Written request 1: Repeat, word for word, the part of the 2012 movie-list piece from "In Part One" to "of 2012 list!".
Written request 2: Carry on writing the 2012 movie-list piece from the point where it stops.
BEGIN Extract provided
In Part One of my list of the Top 15 Movies of 2012, I listed numbers 15 through 11, and in Part Two I listed numbers 10 through 6.  Let’s bring it home with the final installment of my Best Movies of 2012 list!

5. Django Unchained Quentin Tarantino’s fierce, fiery, take-no-prisoners assault on the institution of slavery in America is at once a very serious attempt to look this great evil of American history straight in the eye, while also being a phenomenally entertaining, funny, exciting, action-packed and blood-soaked Spaghetti Western adventure.  That Mr. Tarantino’s film succeeds so wildly on both counts is a testament to his enormous skills as a filmmaker.  Django Unchained is unquestionably the product of Mr. Tarantino’s wonderfully distinct cinematic vision.  The film is filled with astoundingly beautiful dialogue, incredible tension, various (very funny) anachronistic touches, spectacular (and very bloody) action, and a glorious musical score — all of which are Mr. Tarantino’s specialties.  Jamie Foxx and Christoph Waltz are both absolute perfection as the twin anchors of the film, totally commanding in their roles, with each creating iconic, memorable cinematic characters.  Leonardo DiCaprio and Samuel L. Jackson are both equally spectacular as the film’s abhorrent villains.  Django Unchained feels transgressive, it feels dangerous.  It is without question fiercely alive and engaging from the very first frame to the very last, and I found it to be one of the most fun, visceral, intense experiences I had in a movie theatre this year.  (Click here for my original review.)
END Extract provided
BEGIN Dataset
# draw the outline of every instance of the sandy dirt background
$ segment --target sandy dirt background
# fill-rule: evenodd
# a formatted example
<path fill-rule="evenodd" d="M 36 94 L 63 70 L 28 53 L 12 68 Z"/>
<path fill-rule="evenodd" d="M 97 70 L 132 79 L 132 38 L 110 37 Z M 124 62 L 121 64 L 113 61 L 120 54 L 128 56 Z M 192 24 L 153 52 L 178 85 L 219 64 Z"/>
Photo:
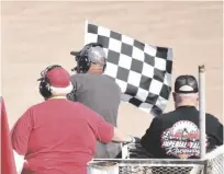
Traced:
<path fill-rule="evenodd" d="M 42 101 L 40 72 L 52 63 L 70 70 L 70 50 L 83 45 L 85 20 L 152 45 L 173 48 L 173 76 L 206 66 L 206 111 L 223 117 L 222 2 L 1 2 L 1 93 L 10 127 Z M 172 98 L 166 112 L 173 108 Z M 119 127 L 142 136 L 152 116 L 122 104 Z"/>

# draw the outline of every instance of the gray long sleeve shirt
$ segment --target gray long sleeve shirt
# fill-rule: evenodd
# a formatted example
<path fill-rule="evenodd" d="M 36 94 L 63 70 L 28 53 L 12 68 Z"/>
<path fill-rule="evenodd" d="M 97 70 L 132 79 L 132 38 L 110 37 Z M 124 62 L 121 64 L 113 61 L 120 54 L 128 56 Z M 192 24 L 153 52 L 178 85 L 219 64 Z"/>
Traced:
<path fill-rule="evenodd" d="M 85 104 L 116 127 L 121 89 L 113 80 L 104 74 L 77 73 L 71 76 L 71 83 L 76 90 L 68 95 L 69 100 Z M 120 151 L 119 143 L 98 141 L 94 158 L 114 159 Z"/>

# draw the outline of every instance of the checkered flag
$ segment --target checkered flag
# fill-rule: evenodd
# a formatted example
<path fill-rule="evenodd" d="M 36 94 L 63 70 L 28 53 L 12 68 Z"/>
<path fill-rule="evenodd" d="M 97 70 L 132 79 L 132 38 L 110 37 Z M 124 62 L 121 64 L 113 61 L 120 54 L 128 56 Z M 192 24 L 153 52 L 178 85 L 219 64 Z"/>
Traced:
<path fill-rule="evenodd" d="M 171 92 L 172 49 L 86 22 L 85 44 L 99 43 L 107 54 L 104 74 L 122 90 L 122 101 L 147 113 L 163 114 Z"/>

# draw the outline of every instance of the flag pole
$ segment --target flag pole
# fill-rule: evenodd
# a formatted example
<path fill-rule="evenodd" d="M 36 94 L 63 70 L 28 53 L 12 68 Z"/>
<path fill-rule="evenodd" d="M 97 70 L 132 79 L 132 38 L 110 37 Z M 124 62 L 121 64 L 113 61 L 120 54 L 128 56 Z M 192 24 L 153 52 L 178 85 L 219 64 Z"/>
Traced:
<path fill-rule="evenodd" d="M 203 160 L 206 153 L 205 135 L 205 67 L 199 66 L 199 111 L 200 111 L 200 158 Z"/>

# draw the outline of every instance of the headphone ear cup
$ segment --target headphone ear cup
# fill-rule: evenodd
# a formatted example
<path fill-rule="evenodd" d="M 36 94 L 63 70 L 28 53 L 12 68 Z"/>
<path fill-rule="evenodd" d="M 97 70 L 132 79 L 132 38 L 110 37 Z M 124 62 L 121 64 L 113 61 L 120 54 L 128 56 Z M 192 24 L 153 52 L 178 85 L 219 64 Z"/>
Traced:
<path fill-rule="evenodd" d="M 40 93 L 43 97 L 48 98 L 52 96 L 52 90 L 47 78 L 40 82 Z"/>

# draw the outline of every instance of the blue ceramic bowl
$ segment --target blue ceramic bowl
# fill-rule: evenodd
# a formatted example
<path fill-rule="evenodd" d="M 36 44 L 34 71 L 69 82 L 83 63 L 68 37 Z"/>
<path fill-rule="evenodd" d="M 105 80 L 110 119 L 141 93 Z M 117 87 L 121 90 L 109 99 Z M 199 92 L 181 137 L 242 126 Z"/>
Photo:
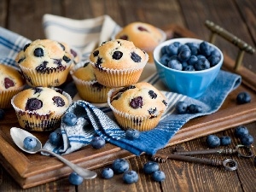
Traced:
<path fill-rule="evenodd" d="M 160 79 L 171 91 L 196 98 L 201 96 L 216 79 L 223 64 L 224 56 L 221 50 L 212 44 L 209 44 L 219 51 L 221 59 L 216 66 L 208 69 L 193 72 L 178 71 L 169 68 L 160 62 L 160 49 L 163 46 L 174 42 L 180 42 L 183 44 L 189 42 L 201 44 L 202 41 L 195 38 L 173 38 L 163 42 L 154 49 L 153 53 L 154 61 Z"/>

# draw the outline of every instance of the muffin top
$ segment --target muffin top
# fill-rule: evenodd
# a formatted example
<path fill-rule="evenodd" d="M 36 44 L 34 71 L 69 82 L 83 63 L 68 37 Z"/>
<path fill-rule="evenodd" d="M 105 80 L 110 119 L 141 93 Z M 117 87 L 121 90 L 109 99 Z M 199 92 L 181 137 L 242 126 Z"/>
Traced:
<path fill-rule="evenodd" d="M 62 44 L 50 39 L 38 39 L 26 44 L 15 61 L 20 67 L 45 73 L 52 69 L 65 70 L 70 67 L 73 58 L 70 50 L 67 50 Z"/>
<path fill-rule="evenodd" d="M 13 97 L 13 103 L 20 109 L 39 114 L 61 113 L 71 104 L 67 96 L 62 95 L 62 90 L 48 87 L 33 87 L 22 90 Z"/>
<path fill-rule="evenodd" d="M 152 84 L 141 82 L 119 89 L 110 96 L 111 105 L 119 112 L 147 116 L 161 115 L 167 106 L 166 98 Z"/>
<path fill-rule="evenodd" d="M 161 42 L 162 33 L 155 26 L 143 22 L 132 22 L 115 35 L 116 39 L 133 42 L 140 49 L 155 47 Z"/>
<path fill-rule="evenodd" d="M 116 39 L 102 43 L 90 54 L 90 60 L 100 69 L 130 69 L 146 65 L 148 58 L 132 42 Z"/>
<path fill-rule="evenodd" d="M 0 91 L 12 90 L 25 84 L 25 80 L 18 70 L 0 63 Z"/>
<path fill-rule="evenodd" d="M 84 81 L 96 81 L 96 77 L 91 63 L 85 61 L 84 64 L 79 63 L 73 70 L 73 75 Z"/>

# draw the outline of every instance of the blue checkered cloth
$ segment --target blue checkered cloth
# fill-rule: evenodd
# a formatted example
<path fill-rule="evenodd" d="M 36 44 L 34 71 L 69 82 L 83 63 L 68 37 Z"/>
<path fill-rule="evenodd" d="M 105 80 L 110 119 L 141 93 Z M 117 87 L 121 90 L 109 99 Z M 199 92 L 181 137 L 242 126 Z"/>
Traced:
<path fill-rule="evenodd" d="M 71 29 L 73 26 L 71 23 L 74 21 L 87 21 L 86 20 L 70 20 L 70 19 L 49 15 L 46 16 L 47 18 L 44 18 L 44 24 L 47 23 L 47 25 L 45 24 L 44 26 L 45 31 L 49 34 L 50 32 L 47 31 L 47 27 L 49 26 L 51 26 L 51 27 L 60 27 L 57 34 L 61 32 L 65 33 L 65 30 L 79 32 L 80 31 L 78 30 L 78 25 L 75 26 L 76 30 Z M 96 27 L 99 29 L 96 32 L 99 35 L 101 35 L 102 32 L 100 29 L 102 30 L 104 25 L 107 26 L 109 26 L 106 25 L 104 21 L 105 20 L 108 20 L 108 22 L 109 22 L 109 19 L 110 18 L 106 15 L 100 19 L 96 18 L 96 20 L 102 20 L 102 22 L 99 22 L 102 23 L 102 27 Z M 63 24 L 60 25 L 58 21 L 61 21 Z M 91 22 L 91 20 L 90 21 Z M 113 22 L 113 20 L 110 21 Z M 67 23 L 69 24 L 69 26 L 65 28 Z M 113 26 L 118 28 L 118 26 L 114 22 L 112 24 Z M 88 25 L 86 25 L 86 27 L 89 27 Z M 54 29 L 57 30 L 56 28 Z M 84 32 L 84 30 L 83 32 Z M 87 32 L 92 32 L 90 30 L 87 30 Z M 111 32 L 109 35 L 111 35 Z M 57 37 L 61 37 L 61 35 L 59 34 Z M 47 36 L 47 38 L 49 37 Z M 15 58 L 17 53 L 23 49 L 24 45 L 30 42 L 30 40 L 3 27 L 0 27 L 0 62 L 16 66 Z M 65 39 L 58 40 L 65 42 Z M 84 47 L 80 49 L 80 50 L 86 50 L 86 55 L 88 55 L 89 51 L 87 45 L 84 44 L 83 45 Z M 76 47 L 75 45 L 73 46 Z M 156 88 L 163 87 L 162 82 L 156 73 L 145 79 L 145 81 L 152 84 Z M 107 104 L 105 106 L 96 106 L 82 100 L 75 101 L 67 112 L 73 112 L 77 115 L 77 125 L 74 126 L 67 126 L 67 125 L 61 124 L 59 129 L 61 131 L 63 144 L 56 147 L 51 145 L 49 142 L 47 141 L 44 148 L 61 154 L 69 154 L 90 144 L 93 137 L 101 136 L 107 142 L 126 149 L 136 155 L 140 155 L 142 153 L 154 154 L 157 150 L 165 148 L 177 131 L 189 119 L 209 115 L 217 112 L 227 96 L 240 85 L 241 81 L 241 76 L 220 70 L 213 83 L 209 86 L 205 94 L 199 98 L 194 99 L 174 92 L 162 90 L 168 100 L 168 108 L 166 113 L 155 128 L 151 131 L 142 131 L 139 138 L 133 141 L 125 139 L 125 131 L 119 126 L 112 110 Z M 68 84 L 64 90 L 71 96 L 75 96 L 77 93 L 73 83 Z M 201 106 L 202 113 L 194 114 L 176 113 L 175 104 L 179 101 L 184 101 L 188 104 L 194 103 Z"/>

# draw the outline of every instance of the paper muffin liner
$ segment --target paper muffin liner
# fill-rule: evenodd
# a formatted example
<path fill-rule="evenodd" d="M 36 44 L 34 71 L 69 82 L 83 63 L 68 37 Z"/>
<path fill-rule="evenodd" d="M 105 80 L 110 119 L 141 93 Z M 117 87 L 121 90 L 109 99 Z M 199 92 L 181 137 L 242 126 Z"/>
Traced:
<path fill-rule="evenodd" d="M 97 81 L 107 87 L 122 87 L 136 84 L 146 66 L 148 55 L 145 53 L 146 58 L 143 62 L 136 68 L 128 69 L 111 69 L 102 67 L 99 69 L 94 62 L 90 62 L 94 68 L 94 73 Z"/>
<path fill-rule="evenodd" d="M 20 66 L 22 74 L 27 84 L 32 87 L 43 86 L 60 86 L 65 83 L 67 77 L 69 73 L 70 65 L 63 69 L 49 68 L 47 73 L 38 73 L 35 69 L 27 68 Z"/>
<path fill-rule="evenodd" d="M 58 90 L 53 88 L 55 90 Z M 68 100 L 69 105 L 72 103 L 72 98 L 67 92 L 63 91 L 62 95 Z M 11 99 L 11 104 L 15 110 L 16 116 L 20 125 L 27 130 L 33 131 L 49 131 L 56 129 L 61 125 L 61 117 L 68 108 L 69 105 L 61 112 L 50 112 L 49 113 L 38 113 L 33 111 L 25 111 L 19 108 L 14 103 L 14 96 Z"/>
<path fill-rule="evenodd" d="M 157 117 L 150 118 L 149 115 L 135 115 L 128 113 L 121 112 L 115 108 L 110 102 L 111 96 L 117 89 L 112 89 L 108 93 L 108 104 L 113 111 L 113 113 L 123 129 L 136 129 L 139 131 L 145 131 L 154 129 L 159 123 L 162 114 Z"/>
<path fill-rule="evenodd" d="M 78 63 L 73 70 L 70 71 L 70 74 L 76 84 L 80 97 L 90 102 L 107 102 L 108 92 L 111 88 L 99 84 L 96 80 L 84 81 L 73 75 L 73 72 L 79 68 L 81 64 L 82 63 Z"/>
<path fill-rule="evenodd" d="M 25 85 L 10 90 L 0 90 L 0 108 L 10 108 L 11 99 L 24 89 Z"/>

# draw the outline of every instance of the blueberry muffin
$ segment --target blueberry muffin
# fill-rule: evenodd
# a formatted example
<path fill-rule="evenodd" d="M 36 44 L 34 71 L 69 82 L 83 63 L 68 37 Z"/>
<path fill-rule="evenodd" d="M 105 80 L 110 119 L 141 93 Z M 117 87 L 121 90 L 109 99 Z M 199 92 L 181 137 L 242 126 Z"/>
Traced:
END Dataset
Task response 1:
In Part One of my list of the Top 15 Movies of 2012, I listed numbers 15 through 11, and in Part Two I listed numbers 10 through 6.  Let’s bring it home with the final installment of my Best Movies of 2012 list!

Task response 2:
4. Zero Dark Thirty Kathryn Bigelow and Mark Boal have together created an astonishing cinematic document that powerfully brings to life not only the complex, often seemingly hopeless decade-long search for Osama bin Laden, but also the vast human cost (on all sides) of that pursuit.  For almost three full hours, I sat riveted by the drama on-screen as CIA operative Maya (Jessica Chastain), assigned to the U.S. embassy in Pakistan, worked — together with other operatives, interrogators, and analysts — for year after long year, trying to piece together a chain of evidence that would lead U.S. forces to discover the hiding place of Osama bin Laden.  This film revels in the details, in the minutia of Maya’s world, without dumbing anything down or over-explaining anything to audiences.  This is a film that assumes a lot of its audience: that we are decently well-versed in the historical background, and that we are capable of paying close attention to the film as it unfolds.  Jessica Chastain does magnificent, star-making work as the driven but haunted Maya.  The action sequences are phenomenal, particularly the climactic assault on bin Landen’s compound in Pakistan, painstakingly recreated by Ms. Bigelow and her team in the film’s final half-hour.  That sequence is a tour-de-force of filmmaking, gut-wrenchingly tense, a powerful culmination to an epic film.  This is a film that feels important without ever becoming boring or didactic.  It is tough to watch at times, but I found it profoundly engaging and thrilling, and hard-to-shake in the days since I saw it.  (Click here for my original review.)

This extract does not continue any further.